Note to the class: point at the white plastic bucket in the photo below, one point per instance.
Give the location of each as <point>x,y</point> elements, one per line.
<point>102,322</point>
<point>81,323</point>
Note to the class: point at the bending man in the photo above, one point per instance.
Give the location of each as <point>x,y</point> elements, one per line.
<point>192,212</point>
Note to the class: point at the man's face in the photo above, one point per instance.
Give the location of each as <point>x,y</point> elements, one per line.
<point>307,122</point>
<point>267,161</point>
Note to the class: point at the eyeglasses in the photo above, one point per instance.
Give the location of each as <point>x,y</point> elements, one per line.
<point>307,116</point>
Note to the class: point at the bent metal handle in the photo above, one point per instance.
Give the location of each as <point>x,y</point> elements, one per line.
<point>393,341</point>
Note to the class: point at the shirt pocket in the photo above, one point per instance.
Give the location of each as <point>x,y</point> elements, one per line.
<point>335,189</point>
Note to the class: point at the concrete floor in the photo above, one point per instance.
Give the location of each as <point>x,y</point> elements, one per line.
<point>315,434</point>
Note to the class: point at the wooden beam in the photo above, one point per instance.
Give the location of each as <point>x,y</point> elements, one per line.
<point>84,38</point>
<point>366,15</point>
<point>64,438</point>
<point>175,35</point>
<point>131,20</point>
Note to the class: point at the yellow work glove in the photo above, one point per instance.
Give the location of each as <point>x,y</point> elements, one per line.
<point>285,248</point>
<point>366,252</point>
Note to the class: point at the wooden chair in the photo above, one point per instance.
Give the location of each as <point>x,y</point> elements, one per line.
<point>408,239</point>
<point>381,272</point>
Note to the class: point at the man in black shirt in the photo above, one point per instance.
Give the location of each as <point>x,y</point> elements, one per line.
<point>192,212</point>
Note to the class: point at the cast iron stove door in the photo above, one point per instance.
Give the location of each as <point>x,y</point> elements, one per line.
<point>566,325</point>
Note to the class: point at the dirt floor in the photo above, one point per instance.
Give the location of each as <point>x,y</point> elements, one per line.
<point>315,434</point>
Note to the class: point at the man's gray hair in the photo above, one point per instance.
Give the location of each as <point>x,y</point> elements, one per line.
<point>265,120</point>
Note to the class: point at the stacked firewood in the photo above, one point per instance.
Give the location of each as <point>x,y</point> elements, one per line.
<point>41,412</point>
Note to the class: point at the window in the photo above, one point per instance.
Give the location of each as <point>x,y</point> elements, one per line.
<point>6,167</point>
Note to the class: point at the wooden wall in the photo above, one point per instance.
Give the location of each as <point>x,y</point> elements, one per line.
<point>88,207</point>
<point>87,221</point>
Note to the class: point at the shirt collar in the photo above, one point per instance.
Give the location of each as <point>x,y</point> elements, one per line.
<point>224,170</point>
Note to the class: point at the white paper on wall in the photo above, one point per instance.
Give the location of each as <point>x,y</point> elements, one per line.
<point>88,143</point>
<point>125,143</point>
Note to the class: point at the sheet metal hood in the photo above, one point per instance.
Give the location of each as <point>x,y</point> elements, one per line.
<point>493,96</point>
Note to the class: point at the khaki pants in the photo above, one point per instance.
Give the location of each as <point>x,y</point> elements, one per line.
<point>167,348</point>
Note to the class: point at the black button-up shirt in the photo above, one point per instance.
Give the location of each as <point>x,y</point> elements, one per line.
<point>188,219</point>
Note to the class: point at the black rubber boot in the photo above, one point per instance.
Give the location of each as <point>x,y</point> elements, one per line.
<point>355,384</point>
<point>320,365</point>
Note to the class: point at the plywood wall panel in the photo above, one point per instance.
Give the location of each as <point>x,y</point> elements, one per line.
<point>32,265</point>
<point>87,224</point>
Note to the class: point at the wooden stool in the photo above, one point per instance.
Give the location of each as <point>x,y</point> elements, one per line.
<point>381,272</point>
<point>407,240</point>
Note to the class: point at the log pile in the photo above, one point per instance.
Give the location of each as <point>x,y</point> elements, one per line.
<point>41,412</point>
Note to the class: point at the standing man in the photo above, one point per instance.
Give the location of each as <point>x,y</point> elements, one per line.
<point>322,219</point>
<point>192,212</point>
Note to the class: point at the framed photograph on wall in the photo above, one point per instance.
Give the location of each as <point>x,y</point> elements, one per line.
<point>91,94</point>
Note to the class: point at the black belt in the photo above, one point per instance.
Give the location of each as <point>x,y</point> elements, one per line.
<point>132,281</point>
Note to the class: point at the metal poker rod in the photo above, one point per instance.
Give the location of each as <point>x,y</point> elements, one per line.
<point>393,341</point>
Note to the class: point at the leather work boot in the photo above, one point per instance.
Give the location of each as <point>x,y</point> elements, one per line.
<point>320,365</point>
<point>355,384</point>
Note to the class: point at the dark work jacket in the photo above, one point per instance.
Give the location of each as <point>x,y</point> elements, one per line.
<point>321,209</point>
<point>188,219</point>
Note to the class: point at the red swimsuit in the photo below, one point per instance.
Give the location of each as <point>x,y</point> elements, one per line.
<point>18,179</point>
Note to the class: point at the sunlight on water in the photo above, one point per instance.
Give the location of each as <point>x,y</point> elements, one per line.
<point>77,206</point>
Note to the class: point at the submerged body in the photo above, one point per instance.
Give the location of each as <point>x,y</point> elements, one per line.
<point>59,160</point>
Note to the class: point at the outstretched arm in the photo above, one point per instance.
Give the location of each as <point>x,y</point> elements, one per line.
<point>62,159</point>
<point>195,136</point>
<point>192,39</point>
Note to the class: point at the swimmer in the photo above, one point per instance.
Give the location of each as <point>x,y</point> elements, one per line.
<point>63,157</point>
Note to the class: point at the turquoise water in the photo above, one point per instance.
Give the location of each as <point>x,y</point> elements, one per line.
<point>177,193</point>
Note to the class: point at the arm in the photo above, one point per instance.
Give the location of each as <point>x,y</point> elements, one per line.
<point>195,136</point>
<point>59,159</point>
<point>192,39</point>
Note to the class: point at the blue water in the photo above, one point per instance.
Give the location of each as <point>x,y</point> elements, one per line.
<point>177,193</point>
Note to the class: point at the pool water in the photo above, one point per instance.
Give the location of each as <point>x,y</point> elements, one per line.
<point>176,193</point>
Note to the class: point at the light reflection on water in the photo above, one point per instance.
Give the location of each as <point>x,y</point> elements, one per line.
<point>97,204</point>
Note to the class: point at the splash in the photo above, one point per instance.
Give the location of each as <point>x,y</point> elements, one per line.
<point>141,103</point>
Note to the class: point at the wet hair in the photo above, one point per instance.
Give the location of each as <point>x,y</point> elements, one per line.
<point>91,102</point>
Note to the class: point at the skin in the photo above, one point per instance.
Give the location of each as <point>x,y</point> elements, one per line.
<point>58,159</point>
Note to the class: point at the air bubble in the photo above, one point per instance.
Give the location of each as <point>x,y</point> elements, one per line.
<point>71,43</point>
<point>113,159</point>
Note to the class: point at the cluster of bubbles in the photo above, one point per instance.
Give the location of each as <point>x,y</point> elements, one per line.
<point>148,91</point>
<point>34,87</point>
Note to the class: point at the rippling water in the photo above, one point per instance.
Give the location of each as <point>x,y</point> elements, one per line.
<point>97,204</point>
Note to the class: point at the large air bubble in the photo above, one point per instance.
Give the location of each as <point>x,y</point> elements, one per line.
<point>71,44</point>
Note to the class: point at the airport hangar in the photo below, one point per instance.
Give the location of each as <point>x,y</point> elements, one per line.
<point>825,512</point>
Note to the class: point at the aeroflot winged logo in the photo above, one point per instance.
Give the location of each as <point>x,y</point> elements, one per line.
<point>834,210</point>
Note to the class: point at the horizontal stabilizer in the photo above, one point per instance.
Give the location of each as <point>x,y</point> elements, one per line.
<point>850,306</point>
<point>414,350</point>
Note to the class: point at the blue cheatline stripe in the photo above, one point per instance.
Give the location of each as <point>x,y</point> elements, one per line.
########################################
__EXERCISE OBJECTIVE__.
Update all of the records above by replacing "Note to the class" with "Reminder to the class" and changing nothing else.

__REPLY__.
Reminder to the class: point at the white plastic bucket in the photo below, one point per instance.
Give the location of each as <point>x,y</point> elements, one per line.
<point>102,322</point>
<point>81,323</point>
Reminder to the class: point at the bending man in the photo above, one point per instance.
Give the location of each as <point>x,y</point> elements, one per line.
<point>192,212</point>
Reminder to the class: point at the man's face in the photo above, one point per instance.
Give the location of each as <point>x,y</point> elements, one per line.
<point>307,122</point>
<point>267,161</point>
Reminder to the class: point at the eyeglasses in the photo above, one point per instance.
Give the location of each as <point>x,y</point> elements, one per line.
<point>307,116</point>
Reminder to the class: point at the bent metal handle in the photo above, one point per instance.
Give the location of each as <point>x,y</point> elements, one per line.
<point>393,341</point>
Reminder to the class: point at the shirt pocket in the photo above, one point per instance.
Give the location of each as <point>x,y</point> elements, one per line.
<point>335,189</point>
Reminder to the class: point at the concrete floor in the photo above, one point per instance.
Give the location of each as <point>x,y</point> elements, one per line.
<point>315,434</point>
Reminder to the class: point at the wooden beam in the photo above, one point per instance.
Give the location of each as <point>x,y</point> elements, one per line.
<point>84,38</point>
<point>366,15</point>
<point>64,438</point>
<point>175,35</point>
<point>131,20</point>
Reminder to the class: point at the yellow work glove in the photo above, one point per instance.
Give the location of each as <point>x,y</point> elements, one per line.
<point>285,248</point>
<point>366,252</point>
Reminder to the class: point at the wooden chair in the photo above, one point per instance.
Give the location of each as <point>x,y</point> elements, one per line.
<point>408,239</point>
<point>381,272</point>
Reminder to the class: point at the man in black shirt in the photo above, one point per instance.
Give the location of each as <point>x,y</point> elements, one per line.
<point>192,212</point>
Reminder to the class: point at the cast iron stove door in the photo above, one point per instance.
Give the location of each as <point>x,y</point> elements, one per line.
<point>566,325</point>
Reminder to the class: point at the dirt floor in the photo above, one point per instance.
Give the location of each as <point>x,y</point> elements, one per line.
<point>315,434</point>
Reminder to the class: point at the man's gray hair in the photo above, one point per instance.
Give the location of each as <point>x,y</point> elements, one per line.
<point>265,120</point>
Reminder to the class: point at the stacked firewood in the photo above, one point per instance.
Give the location of each as <point>x,y</point> elements, one per line.
<point>41,412</point>
Reminder to the class: point at the window in the photo above, one point per instance.
Give the location of each as <point>x,y</point> elements, one per line.
<point>6,167</point>
Reminder to the class: point at the wooden wall in the photo above, one point per instance.
Give the location of each as <point>x,y</point> elements, one per line.
<point>88,207</point>
<point>87,221</point>
Reminder to the class: point at the shirt collar in the photo above, one point per instance.
Give the location of each as <point>x,y</point> elements, one per line.
<point>224,170</point>
Reminder to the class: point at the white paper on wall in the photo above, one point per instance.
Give the location of each as <point>x,y</point> elements, one per line.
<point>88,143</point>
<point>125,143</point>
Reminder to the class: point at the sheet metal hood in the photo above, one point per instance.
Give the location of each as <point>x,y</point> elements, one per line.
<point>493,96</point>
Reminder to the class: point at the khaki pants in the photo above, one point per instance.
Give the location of each as <point>x,y</point> elements, one per line.
<point>167,348</point>
Reminder to the class: point at the black button-up shirt in the photo above, one point per instance.
Give the location of each as <point>x,y</point> elements, one per line.
<point>188,219</point>
Reminder to the class: point at the black rubber boot in the photo above, one point per instance.
Give the location of each as <point>x,y</point> elements, one per line.
<point>355,384</point>
<point>320,365</point>
Reminder to the class: point at the plywood wall panel in the photo above, one point per instance.
Give the location of each as <point>x,y</point> elements, one per line.
<point>32,265</point>
<point>87,224</point>
Reminder to the class: point at the wooden stool in the photo above, one point per instance.
Give the location of each as <point>x,y</point> elements, one per line.
<point>381,272</point>
<point>407,240</point>
Reminder to the class: point at the log pile in the photo above, one point per instance.
Give the location of each as <point>x,y</point> elements, one per line.
<point>41,412</point>
Reminder to the class: point at the standing man in the photo above, one point per instance.
Give the location of each as <point>x,y</point> elements, one per line.
<point>322,219</point>
<point>192,212</point>
Reminder to the class: point at the framed photograph on wall in the photo above, one point per instance.
Give the location of each as <point>x,y</point> elements, one per line.
<point>91,94</point>
Reminder to the class: point at the black belt in the photo above, one point per instance.
Give the location of each as <point>x,y</point> elements, one per line.
<point>132,281</point>
Reminder to the class: point at the metal poker rod in the photo above, one point per instance.
Give the location of each as <point>x,y</point> elements, one per line.
<point>393,341</point>
Reminder to the class: point at the leather work boot in the photo above, one point per instance.
Give the location of each as <point>x,y</point> elements, one per line.
<point>320,365</point>
<point>355,384</point>
Reminder to the class: point at the dark work jacket in the photo above, one point per instance.
Give the location of each as <point>x,y</point> elements, one per line.
<point>321,209</point>
<point>188,219</point>
Reminder to the class: point at the red swimsuit in the photo below, one point per instance.
Give the location of each as <point>x,y</point> elements, one per line.
<point>18,179</point>
Reminder to the class: point at the sunlight on water in the photo above, one point per instance.
Give the location of each as <point>x,y</point> elements, one per line.
<point>77,206</point>
Reminder to the class: point at the submerged body in the photo above, one point per instance.
Give the location of each as <point>x,y</point> elements, one per line.
<point>59,160</point>
Reminder to the class: point at the outstretched arm in the photo above, one point per instance.
Give the location of each as <point>x,y</point> elements, one per line.
<point>62,159</point>
<point>195,136</point>
<point>192,39</point>
Reminder to the class: point at the swimmer in the photo above, one point per instance.
Give the location of each as <point>x,y</point> elements, one per line.
<point>63,157</point>
Reminder to the class: point at the turquoise water in the photo above, one point per instance.
Give the location of each as <point>x,y</point> elements, one per line.
<point>177,193</point>
Reminder to the class: point at the arm in the photo above, one point per instance.
Give the location of each as <point>x,y</point> elements, one per line.
<point>195,136</point>
<point>59,159</point>
<point>192,39</point>
Reminder to the class: point at the blue water in the photo above, one point per instance.
Give the location of each as <point>x,y</point> elements, one per line.
<point>177,193</point>
Reminder to the class: point at the pool water in the photo above, one point per instance.
Give the location of each as <point>x,y</point> elements, one per line.
<point>176,193</point>
Reminder to the class: point at the light reflection on water in the photo above, one point per instance.
Give the location of each as <point>x,y</point> elements, one per line.
<point>97,204</point>
Reminder to the class: point at the splash in the photo above, one point per instance.
Give the location of each as <point>x,y</point> elements, one per line.
<point>141,103</point>
Reminder to the class: point at the wet hair in the photo above, one point per instance.
Give the location of each as <point>x,y</point> elements, one per line.
<point>91,102</point>
Reminder to the class: point at the skin in the photo above, one point per instance.
Give the location of each as <point>x,y</point> elements, one per line.
<point>58,159</point>
Reminder to the class: point at the air bubble in the photo above, one point per instance.
Give the location of each as <point>x,y</point> elements, one per line.
<point>71,43</point>
<point>113,159</point>
Reminder to the class: point at the cluster of bubbles in the photo above, one point per instance.
Give the location of each as <point>x,y</point> elements, one per line.
<point>148,91</point>
<point>34,87</point>
Reminder to the class: point at the rippling water in the photo above, one point per instance.
Give the location of each as <point>x,y</point> elements, one per line.
<point>97,204</point>
Reminder to the class: point at the large air bubble in the photo above, one point per instance.
Give the location of each as <point>x,y</point> elements, one per line.
<point>71,44</point>
Reminder to the class: point at the airport hangar in the photo below, one point per instance.
Give the location of each as <point>x,y</point> elements, one per line.
<point>825,512</point>
Reminder to the class: point at the aeroflot winged logo in the photo above, one point per instance.
Give the location of each as <point>x,y</point> elements, one per line.
<point>834,210</point>
Reminder to the class: point at the horizontal stabilizer in the photo above, one point per instance.
Give the location of each as <point>x,y</point> elements, one per line.
<point>850,306</point>
<point>414,350</point>
Reminder to the class: point at the blue cheatline stripe in the photo above, one point per instance.
Give the location of each as <point>x,y</point> elements, one per line.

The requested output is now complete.